**Text provided:**
Proving a jigsaw is possible
Solution 1:
I wouldn't call what you say a proof ... It is not immediately clear from what you say that you will indeed get all possible pieces in there.
However, your hunch is correct: this puzzle is indeed solvable. Here is a proof:
Let's call the straight edge $1$, the concave edge $2$, and the convex edge $3$. Now, label the $10$ vertical edges in each row of your $9 \times 9$ board with $1,1,2,3,1,3,3,2,2,1$ in that order. Note that if you look at two sucessive edges (so these would be the left and right edges of a piece), you get all possible pairings: $11,12,23,31,13,33,32,22,21$. Hence, pieces in the same column will have the same left and right edge, but pieces in different columns will have differen left/right pairings.
Ok, do the same with the horizontal edges from top to bottom. This will give you all possible pairings for top and bottom edges. So, since different rows have different top/bottom pairings, and since different columns will have different left/right pairings, you do indeed get all $81$ possible combinations, and thus all the $81$ different pieces in there.
Here is the resulting solved puzzle (thanks @Frxstrem !)
Solution 2:
This answer, complementing the excellent answer of @Bram28, explains the idea with line coloring. It is possible (see figure 1) to place 10 horizontal and 10 vertical lines using (R,G,B) colors in such a way that the $3^4=81$ different squares are present (for example, there is a unique square with North, West, South, East colored (G,B,R,R) resp.: this square is found in the South East corner). Check that the $3^4=81$ different squares are present once and only once.
Now, attribute colors to each side according to its shape:
- R$\to$"flat side",
- G$\to$"convex side",
- B$\to$"concave side".
This gives figure 2.

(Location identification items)
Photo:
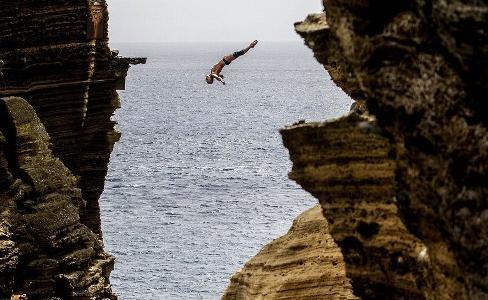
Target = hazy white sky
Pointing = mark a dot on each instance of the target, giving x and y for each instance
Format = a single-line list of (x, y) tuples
[(206, 20)]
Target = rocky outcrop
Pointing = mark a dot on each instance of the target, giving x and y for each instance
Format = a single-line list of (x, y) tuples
[(57, 57), (346, 165), (303, 264), (58, 78), (45, 250), (405, 193), (316, 33), (421, 66)]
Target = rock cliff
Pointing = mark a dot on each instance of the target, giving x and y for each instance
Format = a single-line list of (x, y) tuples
[(58, 80), (304, 264), (404, 186)]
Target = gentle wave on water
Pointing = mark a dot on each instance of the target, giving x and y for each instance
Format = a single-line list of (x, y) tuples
[(198, 183)]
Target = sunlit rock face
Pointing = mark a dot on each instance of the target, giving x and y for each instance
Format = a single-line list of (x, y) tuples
[(56, 56), (58, 81), (421, 68), (404, 185), (303, 264), (346, 165), (45, 251)]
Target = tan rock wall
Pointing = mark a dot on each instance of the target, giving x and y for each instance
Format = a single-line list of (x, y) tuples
[(303, 264)]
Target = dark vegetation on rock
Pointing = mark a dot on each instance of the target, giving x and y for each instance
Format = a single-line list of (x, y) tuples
[(404, 185), (58, 82)]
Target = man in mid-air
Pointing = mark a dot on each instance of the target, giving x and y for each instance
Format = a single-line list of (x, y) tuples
[(215, 72)]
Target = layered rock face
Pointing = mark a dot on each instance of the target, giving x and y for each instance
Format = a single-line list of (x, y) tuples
[(345, 164), (57, 57), (420, 68), (58, 78), (45, 251), (404, 186), (303, 264)]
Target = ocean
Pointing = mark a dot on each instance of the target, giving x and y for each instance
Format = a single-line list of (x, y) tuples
[(198, 183)]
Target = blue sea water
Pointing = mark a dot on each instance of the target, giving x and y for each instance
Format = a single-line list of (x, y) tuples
[(198, 183)]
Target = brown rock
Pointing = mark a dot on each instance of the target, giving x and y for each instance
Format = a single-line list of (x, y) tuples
[(303, 264), (42, 241)]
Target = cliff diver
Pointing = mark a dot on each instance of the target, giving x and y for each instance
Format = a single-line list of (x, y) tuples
[(225, 61)]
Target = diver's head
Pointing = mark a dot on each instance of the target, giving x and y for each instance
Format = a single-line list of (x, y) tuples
[(209, 79)]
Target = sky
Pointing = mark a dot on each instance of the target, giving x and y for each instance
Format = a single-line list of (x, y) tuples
[(206, 20)]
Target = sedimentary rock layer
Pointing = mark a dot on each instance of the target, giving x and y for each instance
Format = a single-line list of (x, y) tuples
[(57, 57), (45, 251), (421, 67), (346, 165), (303, 264)]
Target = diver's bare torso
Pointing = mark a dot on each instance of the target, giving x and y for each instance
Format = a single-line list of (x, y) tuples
[(226, 60)]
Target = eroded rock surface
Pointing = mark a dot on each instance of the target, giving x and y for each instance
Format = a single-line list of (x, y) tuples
[(45, 250), (421, 70), (303, 264), (345, 164), (56, 56), (55, 146)]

**Problems to work on:**
a: Output, verbatim, the lines of the records from the one containing "Target = blue sea water" through the one containing "[(225, 61)]", including both of those lines.
b: Resume the forum thread on proving the jigsaw solvable, starting from the point at which it stops.

**Answers to the tasks:**
a:
Target = blue sea water
Pointing = mark a dot on each instance of the target, giving x and y for each instance
Format = a single-line list of (x, y) tuples
[(198, 183)]
Target = brown rock
Pointing = mark a dot on each instance of the target, giving x and y for each instance
Format = a single-line list of (x, y) tuples
[(303, 264), (42, 241)]
Target = cliff diver
Pointing = mark a dot on each instance of the target, giving x and y for each instance
Format = a single-line list of (x, y) tuples
[(225, 61)]

b:
Remarks:
1) The color sequencing of lines and columns has been chosen different in a deliberate way. In fact there are 24 different color sequencements. Why that ? Identify East and West side of the board ; similarly, identify the North and South sides ; said otherwise, consider our puzzle as drawn on a torus, so $9 \times 9$ is the number of pieces and as well the number of lines. This number $9$ is, I would say by chance, a power $9=3^2$, allowing to use the framework of de Bruijn sequences here of type $B(3,2)$. Such a sequence is made of $3^2$ "letters" (imagined arranged in a ring) such that, by sliding a window of width 2 on the sequence, one gets all the words on an alphabet of 3 items : R,G,B. An example : RRGGBBRBG where the window sliding will provide RR,RG,GG,GB,BB,BR,RB,BG and GR, all the words with 2 letters on an alphabet of 3 (please note that the last word, GR, has been obtained by wrapping the sequence). For more, see (https://en.wikipedia.org/wiki/De_Bruijn_sequence) where you will find a formula explaining that there are $6^3/3^2=24$ of them.
2) Out of a solution, one can generally build a big amount of other solutions. For example, in the case of the given figure, consider the two identical $1 \times 4$ (or $1 \times 5$, or $3 \times 3$... !) rectangles in the South West and North East corners of the puzzle : another solution is provided by switching them.
Edit : (Feb 8 '18)
Related :
http://erikdemaine.org/papers/Jigsaw_GC/paper.pdf
What is known about this jigsaw combinatorics problem?
Somewhat related :
https://puzzling.stackexchange.com/a/48864
I found an old reference mentionning an analogous type of pieces in an old-fashioned delicious booklet entitled "New Mathematical Pastimes" by Major McMahon, Cambridge, 1921 (https://archive.org/details/newmathematicalp00macmuoft) (page 69) .